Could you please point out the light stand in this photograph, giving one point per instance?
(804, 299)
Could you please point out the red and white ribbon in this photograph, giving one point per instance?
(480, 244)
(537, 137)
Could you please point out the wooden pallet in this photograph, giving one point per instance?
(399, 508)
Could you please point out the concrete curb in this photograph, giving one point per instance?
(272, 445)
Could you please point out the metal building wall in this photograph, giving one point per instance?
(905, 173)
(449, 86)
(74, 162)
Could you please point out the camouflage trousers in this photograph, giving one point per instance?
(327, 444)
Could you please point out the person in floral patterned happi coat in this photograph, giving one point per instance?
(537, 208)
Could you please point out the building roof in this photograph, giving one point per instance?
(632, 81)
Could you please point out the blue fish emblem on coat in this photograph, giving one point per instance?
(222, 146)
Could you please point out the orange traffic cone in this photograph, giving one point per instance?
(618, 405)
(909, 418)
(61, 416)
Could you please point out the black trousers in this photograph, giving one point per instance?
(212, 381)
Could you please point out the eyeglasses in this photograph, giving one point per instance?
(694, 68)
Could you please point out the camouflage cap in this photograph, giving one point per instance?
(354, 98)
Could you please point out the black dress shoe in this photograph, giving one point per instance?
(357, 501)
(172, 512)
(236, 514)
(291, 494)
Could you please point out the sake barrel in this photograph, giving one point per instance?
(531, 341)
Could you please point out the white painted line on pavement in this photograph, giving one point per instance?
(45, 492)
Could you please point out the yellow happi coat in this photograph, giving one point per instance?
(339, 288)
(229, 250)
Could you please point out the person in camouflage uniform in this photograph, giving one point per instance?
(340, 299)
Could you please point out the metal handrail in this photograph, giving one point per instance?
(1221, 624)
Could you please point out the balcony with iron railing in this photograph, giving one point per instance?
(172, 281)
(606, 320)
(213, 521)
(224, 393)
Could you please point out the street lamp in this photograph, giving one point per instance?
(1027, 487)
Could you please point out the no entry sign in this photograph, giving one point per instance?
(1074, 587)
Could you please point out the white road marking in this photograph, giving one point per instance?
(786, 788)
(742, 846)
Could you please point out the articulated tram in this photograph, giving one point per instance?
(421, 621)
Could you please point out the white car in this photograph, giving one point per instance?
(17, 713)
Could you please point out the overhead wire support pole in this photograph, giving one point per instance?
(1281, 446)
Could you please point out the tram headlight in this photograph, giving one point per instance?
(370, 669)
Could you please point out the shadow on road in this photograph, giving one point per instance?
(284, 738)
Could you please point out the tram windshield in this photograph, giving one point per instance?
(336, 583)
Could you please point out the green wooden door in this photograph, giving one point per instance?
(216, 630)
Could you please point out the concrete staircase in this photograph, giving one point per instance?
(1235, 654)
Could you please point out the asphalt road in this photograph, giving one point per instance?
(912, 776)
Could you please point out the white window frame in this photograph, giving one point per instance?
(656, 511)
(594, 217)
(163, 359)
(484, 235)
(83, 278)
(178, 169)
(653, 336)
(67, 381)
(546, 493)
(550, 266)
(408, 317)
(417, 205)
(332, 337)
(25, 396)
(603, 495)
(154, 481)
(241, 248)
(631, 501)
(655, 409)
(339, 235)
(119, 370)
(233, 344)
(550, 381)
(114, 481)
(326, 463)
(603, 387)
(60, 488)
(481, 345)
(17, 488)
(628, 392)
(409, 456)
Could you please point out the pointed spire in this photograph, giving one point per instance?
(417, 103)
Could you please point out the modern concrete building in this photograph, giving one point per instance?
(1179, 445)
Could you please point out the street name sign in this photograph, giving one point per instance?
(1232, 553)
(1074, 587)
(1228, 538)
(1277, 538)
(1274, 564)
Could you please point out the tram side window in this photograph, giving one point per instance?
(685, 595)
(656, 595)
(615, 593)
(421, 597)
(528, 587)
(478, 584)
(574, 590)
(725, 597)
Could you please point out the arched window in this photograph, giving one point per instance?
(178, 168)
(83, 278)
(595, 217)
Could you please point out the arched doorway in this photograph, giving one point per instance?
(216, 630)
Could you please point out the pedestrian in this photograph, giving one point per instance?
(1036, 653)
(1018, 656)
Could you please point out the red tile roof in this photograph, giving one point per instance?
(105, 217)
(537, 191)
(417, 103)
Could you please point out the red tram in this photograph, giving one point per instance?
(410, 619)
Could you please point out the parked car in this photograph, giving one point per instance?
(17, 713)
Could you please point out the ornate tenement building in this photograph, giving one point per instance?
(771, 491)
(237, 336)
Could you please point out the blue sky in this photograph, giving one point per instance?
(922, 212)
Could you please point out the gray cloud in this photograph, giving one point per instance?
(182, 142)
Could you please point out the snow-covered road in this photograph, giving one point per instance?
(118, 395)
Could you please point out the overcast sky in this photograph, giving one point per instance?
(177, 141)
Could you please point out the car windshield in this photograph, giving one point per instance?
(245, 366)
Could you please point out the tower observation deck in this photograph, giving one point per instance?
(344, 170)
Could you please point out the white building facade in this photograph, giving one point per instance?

******************************

EXERCISE PROMPT: Could you reproduce every record exactly as shown above?

TASK OUTPUT:
Could you please point out the light stand in this photograph, giving one point per instance?
(804, 299)
Could you please point out the red and white ribbon in this photograph, giving one point per instance?
(480, 244)
(537, 137)
Could you please point out the wooden pallet in this photograph, giving one point per instance?
(399, 508)
Could you please point out the concrete curb in this photograph, giving one point per instance?
(272, 445)
Could you please point out the metal building wall in this photograph, giving one point per instance?
(905, 173)
(449, 86)
(74, 162)
Could you please point out the camouflage trousers in this photograph, giving one point per instance?
(327, 444)
Could you please point out the person in floral patterned happi coat in this photograph, giving one point per instance?
(537, 208)
Could you please point out the building roof in this photograph, giving one point per instance?
(632, 81)
Could you please point out the blue fish emblem on coat in this photograph, giving one point per instance?
(222, 146)
Could you please point out the orange traffic cone in this photograph, giving one point per instance?
(618, 405)
(909, 418)
(61, 416)
Could you please point out the black trousers in this photograph, giving one point per instance?
(212, 381)
Could you please point out the eyeglasses in this photograph, giving one point per instance?
(694, 68)
Could you please point out the camouflage cap in this photograph, giving one point per instance?
(354, 98)
Could you please point out the black dress shoe in this photograph, giving one point per instance?
(357, 501)
(172, 512)
(236, 514)
(291, 494)
Could you please point out the sake barrel in this photograph, giving one point per instance?
(531, 341)
Could you please point out the white painted line on pavement in this photograph, giving one point per instance?
(45, 492)
Could you please point out the yellow happi coat in this photograph, giving one point per instance?
(339, 288)
(229, 250)
Could you please point out the person in camouflage uniform in this photograph, giving one point per instance?
(340, 299)
Could you please point out the metal handrail in this photograph, giving one point per instance?
(1221, 624)
Could you please point out the balcony with iron railing in this photograph, giving one point per instance?
(172, 281)
(606, 320)
(213, 521)
(224, 393)
Could you please point out the street lamp in this photograph, giving one point per instance?
(1027, 487)
Could you please point out the no entry sign in this photograph, giving one point per instance?
(1074, 587)
Could you please point out the white road marking in this photograph, giving one point per instance?
(786, 788)
(742, 846)
Could you please point out the articulated tram in this photograph, giving one point per instance?
(421, 621)
Could you please point out the white car in this photograph, giving one point per instance?
(17, 713)
Could you please point out the overhead wire support pole in this photograph, giving one point per instance?
(1281, 446)
Could you please point out the tram headlight in this photograph, giving one point per instance?
(370, 669)
Could you please point out the shadow on road in this photograph, giving one point per instance?
(284, 738)
Could you please point out the tram windshield in this photograph, giving one point per instance?
(336, 583)
Could you please point out the green wooden door in this photograph, giving one point per instance?
(216, 630)
Could you please point out the concrete staircase in this photograph, giving one point per instance?
(1235, 654)
Could you please point out the asphalt road in this photograph, giving one point per instance?
(912, 776)
Could you please point out the white window frame in this photograph, giving one point per instance?
(656, 511)
(594, 217)
(163, 359)
(484, 235)
(83, 278)
(178, 169)
(653, 336)
(67, 381)
(546, 493)
(550, 266)
(408, 317)
(417, 205)
(332, 337)
(25, 396)
(603, 495)
(154, 481)
(241, 248)
(631, 501)
(655, 409)
(339, 235)
(119, 370)
(233, 344)
(550, 381)
(114, 481)
(326, 463)
(603, 387)
(60, 488)
(481, 345)
(17, 488)
(628, 392)
(409, 456)
Could you please point out the pointed spire in this photograph, giving one point per instance?
(417, 103)
Could you please point out the modern concrete building in this photograph, giving one point per instance?
(1179, 445)
Could you please point out the street name sign in this photograph, giving one point per instance?
(1232, 553)
(1074, 587)
(1228, 538)
(1277, 538)
(1274, 564)
Could you please point out the tram side window in this photograph, giving one point per instance?
(685, 595)
(656, 595)
(615, 593)
(421, 597)
(528, 587)
(478, 584)
(574, 590)
(725, 597)
Could you please point out the arched window in this photograph, giving one point per instance?
(178, 168)
(83, 278)
(595, 217)
Could you please point out the arched doorway in this photograph, giving one point per instance?
(216, 630)
Could you please point out the pedestrian in this photograph, giving one point per instance?
(1036, 653)
(1018, 656)
Could you please point out the red tile roof in this photograph, giving one point per instance?
(105, 217)
(537, 191)
(417, 103)
Could you please point out the red tram in this photograph, giving one point per instance?
(410, 619)
Could you please point out the parked car in this photograph, giving one point per instance?
(17, 713)
Could you please point out the ornate tenement building in this photograph, giving one point per instance?
(771, 491)
(237, 336)
Could you please point out the blue sky in this photograph, giving one point per instance?
(922, 212)
Could you please point out the gray cloud in this photograph, giving one point per instance?
(182, 142)
Could you please point out the snow-covered road in this photograph, giving one point per instance?
(118, 395)
Could you please point out the overcast sky in this photograph, giving one point per instance?
(177, 141)
Could you please point out the car windshield in this photograph, giving one point per instance?
(245, 366)
Could you please point out the tower observation deck in this photograph, giving one point per instance?
(344, 170)
Could you please point out the white building facade in this photograph, giving one point per instance?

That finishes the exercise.